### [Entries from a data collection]

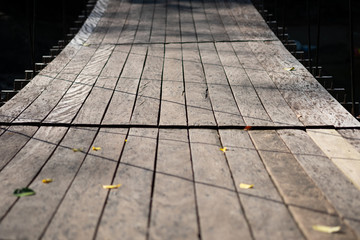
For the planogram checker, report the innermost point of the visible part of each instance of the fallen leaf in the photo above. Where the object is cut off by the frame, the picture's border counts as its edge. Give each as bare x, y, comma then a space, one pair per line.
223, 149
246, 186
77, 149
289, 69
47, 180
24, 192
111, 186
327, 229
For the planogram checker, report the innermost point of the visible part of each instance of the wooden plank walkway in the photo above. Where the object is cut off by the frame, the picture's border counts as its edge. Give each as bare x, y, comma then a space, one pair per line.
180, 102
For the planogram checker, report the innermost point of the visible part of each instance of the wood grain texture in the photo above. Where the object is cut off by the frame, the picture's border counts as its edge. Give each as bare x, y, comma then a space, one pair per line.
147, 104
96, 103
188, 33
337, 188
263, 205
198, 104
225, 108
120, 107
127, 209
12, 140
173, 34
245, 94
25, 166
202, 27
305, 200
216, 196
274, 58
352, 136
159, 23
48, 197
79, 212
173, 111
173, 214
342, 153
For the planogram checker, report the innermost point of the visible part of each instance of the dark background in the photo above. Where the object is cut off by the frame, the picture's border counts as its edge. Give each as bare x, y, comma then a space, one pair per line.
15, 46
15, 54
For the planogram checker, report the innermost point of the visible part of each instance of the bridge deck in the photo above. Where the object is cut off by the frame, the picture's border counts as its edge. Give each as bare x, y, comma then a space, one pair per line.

---

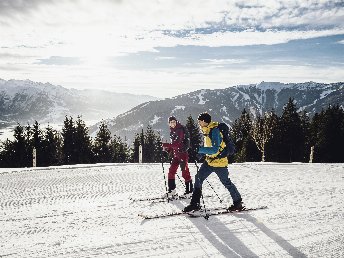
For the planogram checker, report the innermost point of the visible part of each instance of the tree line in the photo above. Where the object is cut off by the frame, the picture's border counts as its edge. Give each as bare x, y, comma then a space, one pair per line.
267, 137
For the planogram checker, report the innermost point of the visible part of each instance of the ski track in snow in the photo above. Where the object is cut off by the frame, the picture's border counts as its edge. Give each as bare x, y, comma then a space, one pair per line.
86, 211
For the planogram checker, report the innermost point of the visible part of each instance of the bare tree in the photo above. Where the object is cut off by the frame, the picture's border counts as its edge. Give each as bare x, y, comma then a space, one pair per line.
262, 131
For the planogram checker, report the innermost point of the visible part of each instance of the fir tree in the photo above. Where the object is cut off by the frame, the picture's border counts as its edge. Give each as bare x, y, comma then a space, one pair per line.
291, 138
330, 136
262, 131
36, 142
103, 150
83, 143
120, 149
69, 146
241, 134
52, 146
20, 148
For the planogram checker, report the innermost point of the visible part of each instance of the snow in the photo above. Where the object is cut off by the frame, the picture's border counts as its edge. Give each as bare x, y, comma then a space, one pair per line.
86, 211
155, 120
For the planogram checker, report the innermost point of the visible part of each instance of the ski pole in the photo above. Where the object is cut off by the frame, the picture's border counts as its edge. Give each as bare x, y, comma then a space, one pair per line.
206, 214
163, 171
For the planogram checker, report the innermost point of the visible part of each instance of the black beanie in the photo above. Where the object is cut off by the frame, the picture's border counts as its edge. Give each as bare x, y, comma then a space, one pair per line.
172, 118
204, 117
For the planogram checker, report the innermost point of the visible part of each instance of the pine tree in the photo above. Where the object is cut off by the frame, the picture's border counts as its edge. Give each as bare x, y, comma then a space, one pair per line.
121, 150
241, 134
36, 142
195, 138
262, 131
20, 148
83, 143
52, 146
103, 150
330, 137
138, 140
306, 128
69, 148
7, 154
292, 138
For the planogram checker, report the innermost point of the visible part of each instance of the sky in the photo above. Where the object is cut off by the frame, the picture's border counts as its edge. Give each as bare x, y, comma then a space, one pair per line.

* * *

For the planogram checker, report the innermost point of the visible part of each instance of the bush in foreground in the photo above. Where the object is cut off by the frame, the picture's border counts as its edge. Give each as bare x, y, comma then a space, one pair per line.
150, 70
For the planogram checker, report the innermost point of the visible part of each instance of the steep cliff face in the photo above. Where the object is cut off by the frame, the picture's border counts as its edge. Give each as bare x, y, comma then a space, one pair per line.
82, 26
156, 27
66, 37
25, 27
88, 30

### [To do]
Give only the number of lines in the entries above that contain the string "snow". Case counts.

### [Solution for this problem]
2